- _Text passage_
%%
From time to time, I have to listen up: my sense of being a secure “self” living “my” life unravels and dissolves as ink in water: a healing-awakening crisis.
An encounter with realities of daily life at unexplored levels. An encounter with tangles deep in my psyche. Like the outer world as we near the solstice, a time of maximum darkness.
In this current version, my mind has a mind of its own, spinning scenarios of one disaster after another in which no part of my life survives unscathed. No cues. No script. No landmarks. A profound stimulus to my prayer life, which languishes in “better times.”
I listen now for “the small Blue Deer.”* Her song, as I learned it, ordered the forces and forms of creation.
In her native language, she Is Kauyumari. She first entered my life through the music and art of her Wixaritari (Huichol) people, a small indigenous tribe living in the Sierra Madre mountains of central northwest Mexico. In the story as I heard it, the small Blue Deer sang out her mysterious song to draw all the gods near to their Source: “form and essence, light and dark, fullness and emptiness.”* Drawn together as they followed her song, the gods, who had lived “each to his own”* – spinning from one creative/sustaining/destructive act to another, much as my mind is doing this very day – settled into their places – “conscious, mysterious, and free.”* Order followed, an order where each of the gods took on the role they were meant to play.
%%
(Stored data entries)
%%
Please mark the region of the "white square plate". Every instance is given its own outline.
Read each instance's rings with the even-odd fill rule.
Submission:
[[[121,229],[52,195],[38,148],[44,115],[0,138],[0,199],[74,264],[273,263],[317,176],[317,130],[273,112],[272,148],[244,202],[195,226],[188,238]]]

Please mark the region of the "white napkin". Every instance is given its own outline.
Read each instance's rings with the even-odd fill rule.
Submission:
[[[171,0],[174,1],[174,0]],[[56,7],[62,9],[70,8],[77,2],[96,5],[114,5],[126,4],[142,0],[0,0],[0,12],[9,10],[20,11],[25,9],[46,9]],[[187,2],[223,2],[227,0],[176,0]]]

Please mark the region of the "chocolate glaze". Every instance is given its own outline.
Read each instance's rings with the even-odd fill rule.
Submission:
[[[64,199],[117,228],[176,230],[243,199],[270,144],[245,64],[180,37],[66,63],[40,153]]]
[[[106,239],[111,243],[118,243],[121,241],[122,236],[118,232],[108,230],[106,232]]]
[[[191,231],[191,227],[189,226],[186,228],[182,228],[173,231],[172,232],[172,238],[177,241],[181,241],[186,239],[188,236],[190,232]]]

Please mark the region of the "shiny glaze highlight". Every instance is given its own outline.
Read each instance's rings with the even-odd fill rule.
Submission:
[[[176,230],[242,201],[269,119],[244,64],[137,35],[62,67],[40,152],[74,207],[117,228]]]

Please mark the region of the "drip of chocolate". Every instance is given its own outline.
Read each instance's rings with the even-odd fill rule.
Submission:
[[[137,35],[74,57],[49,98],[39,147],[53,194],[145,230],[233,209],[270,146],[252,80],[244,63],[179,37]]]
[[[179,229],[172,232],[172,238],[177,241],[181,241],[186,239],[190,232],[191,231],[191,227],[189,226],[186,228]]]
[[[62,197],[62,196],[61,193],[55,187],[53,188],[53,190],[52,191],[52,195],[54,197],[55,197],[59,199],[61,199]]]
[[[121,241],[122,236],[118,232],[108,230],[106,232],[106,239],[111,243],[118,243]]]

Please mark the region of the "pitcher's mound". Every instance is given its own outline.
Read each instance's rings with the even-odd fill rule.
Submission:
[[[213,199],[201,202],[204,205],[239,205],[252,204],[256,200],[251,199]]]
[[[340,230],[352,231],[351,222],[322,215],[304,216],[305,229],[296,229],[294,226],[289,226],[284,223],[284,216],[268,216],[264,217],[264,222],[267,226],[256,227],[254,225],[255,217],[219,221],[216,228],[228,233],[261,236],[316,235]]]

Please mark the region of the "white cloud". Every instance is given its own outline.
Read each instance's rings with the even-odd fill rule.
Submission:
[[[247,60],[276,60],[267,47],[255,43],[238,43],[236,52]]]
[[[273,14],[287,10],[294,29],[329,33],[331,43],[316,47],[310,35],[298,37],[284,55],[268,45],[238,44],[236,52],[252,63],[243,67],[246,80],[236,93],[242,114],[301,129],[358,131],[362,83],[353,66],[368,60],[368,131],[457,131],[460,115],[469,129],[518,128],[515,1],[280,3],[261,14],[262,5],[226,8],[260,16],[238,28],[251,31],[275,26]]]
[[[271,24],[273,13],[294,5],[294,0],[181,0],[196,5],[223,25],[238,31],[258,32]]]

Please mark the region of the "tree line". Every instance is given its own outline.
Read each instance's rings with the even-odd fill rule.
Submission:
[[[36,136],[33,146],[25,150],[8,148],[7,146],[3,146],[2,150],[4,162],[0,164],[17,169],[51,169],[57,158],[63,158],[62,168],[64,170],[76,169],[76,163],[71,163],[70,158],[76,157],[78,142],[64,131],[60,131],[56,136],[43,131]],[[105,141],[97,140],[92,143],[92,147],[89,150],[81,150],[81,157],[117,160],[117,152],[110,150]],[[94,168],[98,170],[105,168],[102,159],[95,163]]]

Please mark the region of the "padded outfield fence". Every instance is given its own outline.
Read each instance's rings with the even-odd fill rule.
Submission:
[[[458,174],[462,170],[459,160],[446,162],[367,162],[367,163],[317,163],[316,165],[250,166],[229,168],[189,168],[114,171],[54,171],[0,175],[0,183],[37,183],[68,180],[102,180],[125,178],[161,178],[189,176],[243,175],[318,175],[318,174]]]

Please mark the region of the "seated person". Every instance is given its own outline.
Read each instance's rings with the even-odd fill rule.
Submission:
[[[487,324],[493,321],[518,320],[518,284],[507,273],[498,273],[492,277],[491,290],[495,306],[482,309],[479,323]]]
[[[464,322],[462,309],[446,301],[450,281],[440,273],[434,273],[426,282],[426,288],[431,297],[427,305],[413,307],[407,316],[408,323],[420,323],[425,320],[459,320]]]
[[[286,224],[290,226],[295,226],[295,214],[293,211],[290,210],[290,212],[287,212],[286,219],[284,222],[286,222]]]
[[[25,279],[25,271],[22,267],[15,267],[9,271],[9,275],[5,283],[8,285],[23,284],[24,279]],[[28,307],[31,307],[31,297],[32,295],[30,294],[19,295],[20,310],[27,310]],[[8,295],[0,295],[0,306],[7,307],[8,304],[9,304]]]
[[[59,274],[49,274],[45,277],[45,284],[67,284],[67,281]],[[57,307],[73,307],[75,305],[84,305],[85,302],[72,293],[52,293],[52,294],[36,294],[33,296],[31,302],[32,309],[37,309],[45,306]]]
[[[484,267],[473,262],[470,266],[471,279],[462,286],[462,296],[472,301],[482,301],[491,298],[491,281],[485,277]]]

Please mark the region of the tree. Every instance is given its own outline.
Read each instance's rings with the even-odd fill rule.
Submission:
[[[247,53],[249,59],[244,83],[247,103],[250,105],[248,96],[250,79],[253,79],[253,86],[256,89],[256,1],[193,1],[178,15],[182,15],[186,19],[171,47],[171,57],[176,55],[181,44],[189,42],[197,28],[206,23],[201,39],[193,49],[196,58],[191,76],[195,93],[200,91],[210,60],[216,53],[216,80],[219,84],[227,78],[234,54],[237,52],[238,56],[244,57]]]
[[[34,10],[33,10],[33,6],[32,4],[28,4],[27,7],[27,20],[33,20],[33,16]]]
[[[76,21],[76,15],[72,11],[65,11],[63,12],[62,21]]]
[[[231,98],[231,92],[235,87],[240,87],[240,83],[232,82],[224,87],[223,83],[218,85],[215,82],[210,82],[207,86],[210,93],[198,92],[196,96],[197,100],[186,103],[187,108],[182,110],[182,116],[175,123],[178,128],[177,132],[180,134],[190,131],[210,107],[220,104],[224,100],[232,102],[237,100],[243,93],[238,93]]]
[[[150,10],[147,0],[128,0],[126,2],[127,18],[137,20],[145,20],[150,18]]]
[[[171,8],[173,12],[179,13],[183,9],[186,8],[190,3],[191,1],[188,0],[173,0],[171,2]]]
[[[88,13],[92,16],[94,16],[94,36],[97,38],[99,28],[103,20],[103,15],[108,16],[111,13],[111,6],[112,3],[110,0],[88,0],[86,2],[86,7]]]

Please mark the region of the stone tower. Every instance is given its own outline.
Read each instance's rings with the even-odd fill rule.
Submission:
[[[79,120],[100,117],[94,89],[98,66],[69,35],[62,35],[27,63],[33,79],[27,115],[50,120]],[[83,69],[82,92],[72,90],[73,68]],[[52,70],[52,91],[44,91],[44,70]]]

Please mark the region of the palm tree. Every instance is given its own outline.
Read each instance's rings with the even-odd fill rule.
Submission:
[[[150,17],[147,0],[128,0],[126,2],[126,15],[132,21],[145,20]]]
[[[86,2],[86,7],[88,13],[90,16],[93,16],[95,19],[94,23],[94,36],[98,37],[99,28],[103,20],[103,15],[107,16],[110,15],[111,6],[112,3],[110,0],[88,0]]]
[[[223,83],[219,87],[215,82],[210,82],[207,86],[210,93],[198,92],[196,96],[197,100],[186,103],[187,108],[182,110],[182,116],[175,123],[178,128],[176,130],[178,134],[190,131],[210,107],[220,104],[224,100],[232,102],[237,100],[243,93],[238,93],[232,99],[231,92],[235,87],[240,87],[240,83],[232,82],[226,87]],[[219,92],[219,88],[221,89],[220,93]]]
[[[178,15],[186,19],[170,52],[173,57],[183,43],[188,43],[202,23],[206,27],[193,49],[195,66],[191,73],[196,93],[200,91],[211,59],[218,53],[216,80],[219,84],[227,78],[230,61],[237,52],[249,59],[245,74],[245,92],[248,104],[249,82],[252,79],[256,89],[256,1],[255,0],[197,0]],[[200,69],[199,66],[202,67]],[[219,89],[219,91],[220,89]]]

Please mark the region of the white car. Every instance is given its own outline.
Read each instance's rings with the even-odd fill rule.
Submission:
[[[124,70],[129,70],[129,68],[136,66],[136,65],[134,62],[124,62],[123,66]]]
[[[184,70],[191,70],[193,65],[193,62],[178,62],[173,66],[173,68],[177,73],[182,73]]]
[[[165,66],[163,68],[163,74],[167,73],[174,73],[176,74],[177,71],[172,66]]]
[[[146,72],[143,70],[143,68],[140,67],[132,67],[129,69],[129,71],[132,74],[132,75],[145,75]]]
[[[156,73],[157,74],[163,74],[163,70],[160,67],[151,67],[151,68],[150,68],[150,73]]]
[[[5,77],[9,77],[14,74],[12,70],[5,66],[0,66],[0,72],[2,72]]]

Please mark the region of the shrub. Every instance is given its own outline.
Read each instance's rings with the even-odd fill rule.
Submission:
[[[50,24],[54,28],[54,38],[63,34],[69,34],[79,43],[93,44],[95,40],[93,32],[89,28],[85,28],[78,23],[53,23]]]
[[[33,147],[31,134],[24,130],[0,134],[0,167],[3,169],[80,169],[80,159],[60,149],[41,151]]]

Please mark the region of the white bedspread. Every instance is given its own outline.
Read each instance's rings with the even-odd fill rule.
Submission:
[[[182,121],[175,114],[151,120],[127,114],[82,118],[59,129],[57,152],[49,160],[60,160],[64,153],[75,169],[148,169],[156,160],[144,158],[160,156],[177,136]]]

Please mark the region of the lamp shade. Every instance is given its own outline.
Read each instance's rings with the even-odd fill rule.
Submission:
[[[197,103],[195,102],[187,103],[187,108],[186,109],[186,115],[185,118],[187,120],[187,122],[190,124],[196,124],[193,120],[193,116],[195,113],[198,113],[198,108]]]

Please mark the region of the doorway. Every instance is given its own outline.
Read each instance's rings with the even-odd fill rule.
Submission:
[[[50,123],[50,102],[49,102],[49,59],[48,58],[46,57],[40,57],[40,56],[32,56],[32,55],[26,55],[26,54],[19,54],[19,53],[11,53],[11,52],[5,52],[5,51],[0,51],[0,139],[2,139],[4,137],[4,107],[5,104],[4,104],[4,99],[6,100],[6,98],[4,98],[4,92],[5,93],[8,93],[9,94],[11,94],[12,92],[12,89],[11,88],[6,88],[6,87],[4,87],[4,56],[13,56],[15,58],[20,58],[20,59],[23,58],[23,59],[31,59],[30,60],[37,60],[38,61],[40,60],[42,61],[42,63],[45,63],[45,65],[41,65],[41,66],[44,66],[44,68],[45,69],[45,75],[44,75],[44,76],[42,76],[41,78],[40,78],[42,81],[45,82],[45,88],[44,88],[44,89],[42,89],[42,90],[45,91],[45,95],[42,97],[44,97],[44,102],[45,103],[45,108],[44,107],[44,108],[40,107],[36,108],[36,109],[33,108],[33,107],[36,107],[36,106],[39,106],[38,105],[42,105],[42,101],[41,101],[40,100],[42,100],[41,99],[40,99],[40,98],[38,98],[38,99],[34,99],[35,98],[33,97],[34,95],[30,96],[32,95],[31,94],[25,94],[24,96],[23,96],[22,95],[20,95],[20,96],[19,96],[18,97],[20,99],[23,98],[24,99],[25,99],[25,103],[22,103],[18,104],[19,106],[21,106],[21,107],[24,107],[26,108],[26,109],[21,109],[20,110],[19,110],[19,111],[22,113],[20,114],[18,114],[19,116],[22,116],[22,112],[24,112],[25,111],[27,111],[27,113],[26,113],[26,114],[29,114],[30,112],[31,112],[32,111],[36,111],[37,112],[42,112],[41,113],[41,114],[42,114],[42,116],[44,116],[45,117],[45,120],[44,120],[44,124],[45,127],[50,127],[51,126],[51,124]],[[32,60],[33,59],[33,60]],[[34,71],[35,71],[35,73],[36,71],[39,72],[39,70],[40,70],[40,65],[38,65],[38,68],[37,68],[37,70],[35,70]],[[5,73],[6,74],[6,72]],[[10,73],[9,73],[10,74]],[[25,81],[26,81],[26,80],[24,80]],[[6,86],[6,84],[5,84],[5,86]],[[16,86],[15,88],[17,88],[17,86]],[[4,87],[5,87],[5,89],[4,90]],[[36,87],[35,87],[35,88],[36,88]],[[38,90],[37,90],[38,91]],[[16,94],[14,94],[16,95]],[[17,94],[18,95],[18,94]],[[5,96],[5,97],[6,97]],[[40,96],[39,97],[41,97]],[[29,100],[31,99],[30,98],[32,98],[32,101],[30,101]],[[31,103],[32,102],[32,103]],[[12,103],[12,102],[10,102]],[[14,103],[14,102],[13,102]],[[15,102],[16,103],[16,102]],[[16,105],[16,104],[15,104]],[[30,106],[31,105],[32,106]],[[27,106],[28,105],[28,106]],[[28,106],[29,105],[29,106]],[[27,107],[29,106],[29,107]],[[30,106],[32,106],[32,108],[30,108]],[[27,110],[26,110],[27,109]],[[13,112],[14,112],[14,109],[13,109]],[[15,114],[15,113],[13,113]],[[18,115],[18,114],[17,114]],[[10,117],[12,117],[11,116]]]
%%
- _To-do list_
1. Reproduce in full, without alteration, the reflection on the small Blue Deer.
2. Within the records, transcribe everything from the line containing "Please mark the region of the palm" down to the line containing "[[[150,17],[147,0],[128,0],[126,2],[126,15],[132,21],[145,20]]]", including both of those lines.

- _Solutions for each task_
1.
From time to time, I have to listen up: my sense of being a secure “self” living “my” life unravels and dissolves as ink in water: a healing-awakening crisis.
An encounter with realities of daily life at unexplored levels. An encounter with tangles deep in my psyche. Like the outer world as we near the solstice, a time of maximum darkness.
In this current version, my mind has a mind of its own, spinning scenarios of one disaster after another in which no part of my life survives unscathed. No cues. No script. No landmarks. A profound stimulus to my prayer life, which languishes in “better times.”
I listen now for “the small Blue Deer.”* Her song, as I learned it, ordered the forces and forms of creation.
In her native language, she Is Kauyumari. She first entered my life through the music and art of her Wixaritari (Huichol) people, a small indigenous tribe living in the Sierra Madre mountains of central northwest Mexico. In the story as I heard it, the small Blue Deer sang out her mysterious song to draw all the gods near to their Source: “form and essence, light and dark, fullness and emptiness.”* Drawn together as they followed her song, the gods, who had lived “each to his own”* – spinning from one creative/sustaining/destructive act to another, much as my mind is doing this very day – settled into their places – “conscious, mysterious, and free.”* Order followed, an order where each of the gods took on the role they were meant to play.

2.
Please mark the region of the palm tree. Every instance is given its own outline.
Read each instance's rings with the even-odd fill rule.
Submission:
[[[150,17],[147,0],[128,0],[126,2],[126,15],[132,21],[145,20]]]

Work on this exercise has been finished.